──────── Records for processing

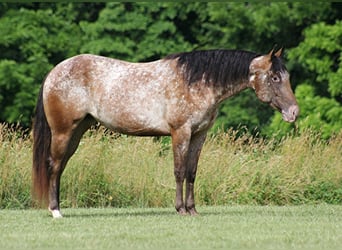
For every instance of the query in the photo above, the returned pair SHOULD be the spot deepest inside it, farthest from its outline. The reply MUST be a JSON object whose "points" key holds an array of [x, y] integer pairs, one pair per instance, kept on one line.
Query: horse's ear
{"points": [[270, 55], [279, 52]]}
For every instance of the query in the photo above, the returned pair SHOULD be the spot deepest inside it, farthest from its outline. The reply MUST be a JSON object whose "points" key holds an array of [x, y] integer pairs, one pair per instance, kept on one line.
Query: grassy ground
{"points": [[109, 170], [218, 227]]}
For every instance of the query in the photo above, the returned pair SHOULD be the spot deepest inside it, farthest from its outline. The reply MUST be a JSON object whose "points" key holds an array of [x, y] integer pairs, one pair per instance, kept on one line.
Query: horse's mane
{"points": [[218, 67]]}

────────────────

◆ **Problem details**
Copy out every line of the items above word for word, omitting the pictures.

◆ **Reply to the task**
For every instance of the query in the photo above, the returned pair SHOULD be the spot deepest inside it, farthest from its outline. The reply MUST be a JSON object whose "points" key holds an array of [x, y] integer pairs, one pair per instance, kept on one line.
Query: horse's ear
{"points": [[270, 55], [279, 52]]}
For every instance of the query in the photo above, the returned pair SHOULD be the spot deepest inside it, farthest from its outline. The reply MUST be a JSON object whose "points" key holds an array of [x, y] integer pairs, one pair per instance, kept on one line.
Query: grassy ground
{"points": [[109, 170], [218, 227]]}
For every instance of the query in the photo above, the returned pair SHOULD be the spot deepest inside it, farthest from its outline. The reply MUST be a JSON object whose "points" key holds an array of [x, y] integer pairs, one pair per instance, kept on one line.
Query: horse's mane
{"points": [[218, 67]]}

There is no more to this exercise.